• Brief: Reproduce every one of the records below word for word.

───── Given data

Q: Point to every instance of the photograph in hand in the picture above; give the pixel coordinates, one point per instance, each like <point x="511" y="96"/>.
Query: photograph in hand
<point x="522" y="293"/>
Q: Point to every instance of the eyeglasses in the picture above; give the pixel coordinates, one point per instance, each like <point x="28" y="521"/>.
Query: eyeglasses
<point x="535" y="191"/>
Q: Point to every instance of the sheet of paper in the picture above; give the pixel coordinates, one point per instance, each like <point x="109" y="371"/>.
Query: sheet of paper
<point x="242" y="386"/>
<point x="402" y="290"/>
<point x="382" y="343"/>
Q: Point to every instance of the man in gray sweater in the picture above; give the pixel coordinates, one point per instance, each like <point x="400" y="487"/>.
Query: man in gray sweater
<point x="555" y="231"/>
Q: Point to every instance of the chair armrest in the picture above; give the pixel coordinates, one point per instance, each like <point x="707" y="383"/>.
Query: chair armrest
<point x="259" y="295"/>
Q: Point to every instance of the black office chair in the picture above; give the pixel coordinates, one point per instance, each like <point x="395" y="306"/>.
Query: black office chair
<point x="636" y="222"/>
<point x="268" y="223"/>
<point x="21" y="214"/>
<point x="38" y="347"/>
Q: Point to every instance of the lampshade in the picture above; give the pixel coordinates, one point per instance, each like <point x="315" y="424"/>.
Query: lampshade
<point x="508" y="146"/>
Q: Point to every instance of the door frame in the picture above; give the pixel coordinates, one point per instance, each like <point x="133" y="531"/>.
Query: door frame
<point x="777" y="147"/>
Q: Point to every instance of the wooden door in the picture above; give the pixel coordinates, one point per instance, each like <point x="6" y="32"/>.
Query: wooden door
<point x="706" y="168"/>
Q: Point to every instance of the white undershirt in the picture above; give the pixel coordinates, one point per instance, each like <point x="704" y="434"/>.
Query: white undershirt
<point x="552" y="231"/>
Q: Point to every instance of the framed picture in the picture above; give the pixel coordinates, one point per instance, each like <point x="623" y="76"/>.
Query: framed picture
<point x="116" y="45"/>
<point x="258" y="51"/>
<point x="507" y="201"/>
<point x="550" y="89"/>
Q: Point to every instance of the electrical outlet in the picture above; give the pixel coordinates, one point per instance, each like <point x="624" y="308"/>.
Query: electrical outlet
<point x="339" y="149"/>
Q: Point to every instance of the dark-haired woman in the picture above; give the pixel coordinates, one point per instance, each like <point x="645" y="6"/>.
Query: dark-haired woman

──────────

• Worked answer:
Q: Point to every instance of the photograph in hand in the picture above; give the pixel coordinates, one point per instance, each like <point x="511" y="96"/>.
Query: photograph in hand
<point x="522" y="293"/>
Q: Point to every instance of the eyeglasses in the picture above; give the pixel coordinates, one point per instance, each like <point x="28" y="521"/>.
Query: eyeglasses
<point x="535" y="191"/>
Q: Point to every instance of the sheet of paper in the picture above; give the pixel coordinates, one point per instance, each like <point x="109" y="371"/>.
Query: sheet of paper
<point x="242" y="386"/>
<point x="402" y="290"/>
<point x="382" y="343"/>
Q: Point to every instance of the man in gray sweater in the picture above; give the pixel coordinates, one point per instance, each like <point x="400" y="487"/>.
Query: man in gray sweater
<point x="555" y="231"/>
Q: Point to every instance of the chair armrest in the picture above; give the pixel coordinates, one point per instance, each like <point x="707" y="383"/>.
Query: chair armrest
<point x="259" y="295"/>
Q: Point to every instance of the black office chair in the picture above; give the pixel coordinates, one point per instance, each like <point x="395" y="306"/>.
Query: black office chair
<point x="636" y="222"/>
<point x="268" y="223"/>
<point x="21" y="214"/>
<point x="38" y="347"/>
Q: Point to every instance of the lampshade in the picture above; give the pixel coordinates, one point per instance, each like <point x="315" y="424"/>.
Query: lampshade
<point x="508" y="146"/>
Q: Point to every instance of the door frame in the picture above; give the pixel coordinates, one point per instance, each like <point x="133" y="531"/>.
Query: door frame
<point x="777" y="147"/>
Q: Point to every instance of the wooden door in the picture above; give the pixel coordinates, one point per instance, each like <point x="6" y="32"/>.
Query: wooden door
<point x="706" y="168"/>
Q: Point to every instance of the white undershirt in the picture above; give the pixel coordinates, one point per instance, each like <point x="704" y="434"/>.
Query: white undershirt
<point x="552" y="231"/>
Q: Point to every instance of the framed picture in the picture above; give the pixel coordinates, one point per instance, each like <point x="623" y="76"/>.
Query: framed picture
<point x="116" y="45"/>
<point x="258" y="51"/>
<point x="507" y="201"/>
<point x="550" y="89"/>
Q: Point to every instance of the electrical outlet in the picture above; give the pixel coordinates, one point per instance, each like <point x="624" y="308"/>.
Query: electrical outlet
<point x="339" y="149"/>
Q: Point to every instance of the dark-haired woman in the picture above; give the pixel coordinates, one point per instance, each like <point x="645" y="6"/>.
Query: dark-haired woman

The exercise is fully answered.